Stored data
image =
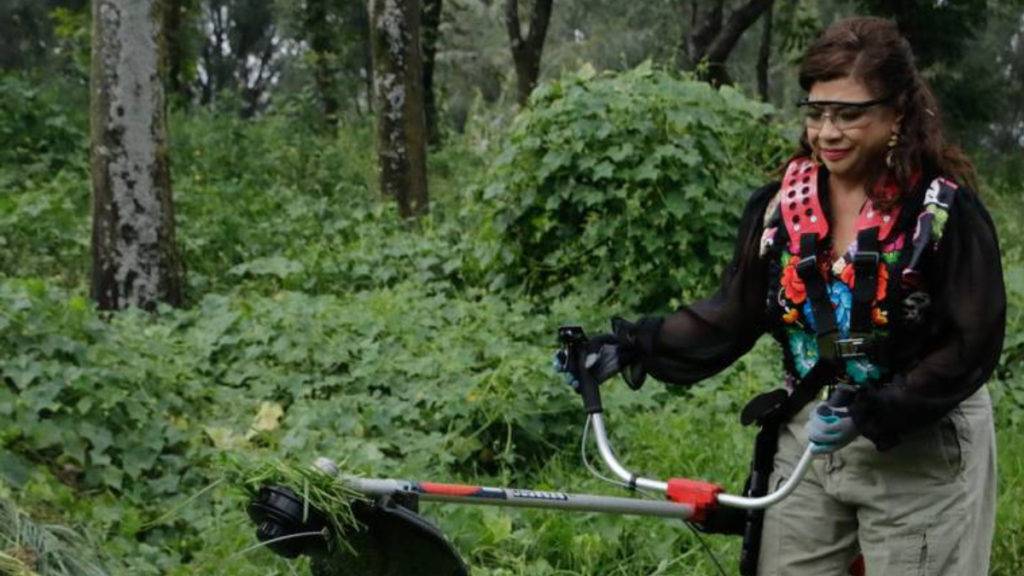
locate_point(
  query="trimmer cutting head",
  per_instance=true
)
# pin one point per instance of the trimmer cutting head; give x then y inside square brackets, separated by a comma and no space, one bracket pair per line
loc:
[281,516]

■ GIVEN TASK ■
Repeat the items above, switching each "cutting head" to "spool" and changing nothing else. Leave the pictures out.

■ COMPLETE ANSWER ■
image =
locate_point(
  query="trimmer spool",
  per_instance=true
)
# pin one point per instance of the trimmer spool; give x then y inside square brackets, separated by a comma and no space, one bracket pair per line
loc:
[281,516]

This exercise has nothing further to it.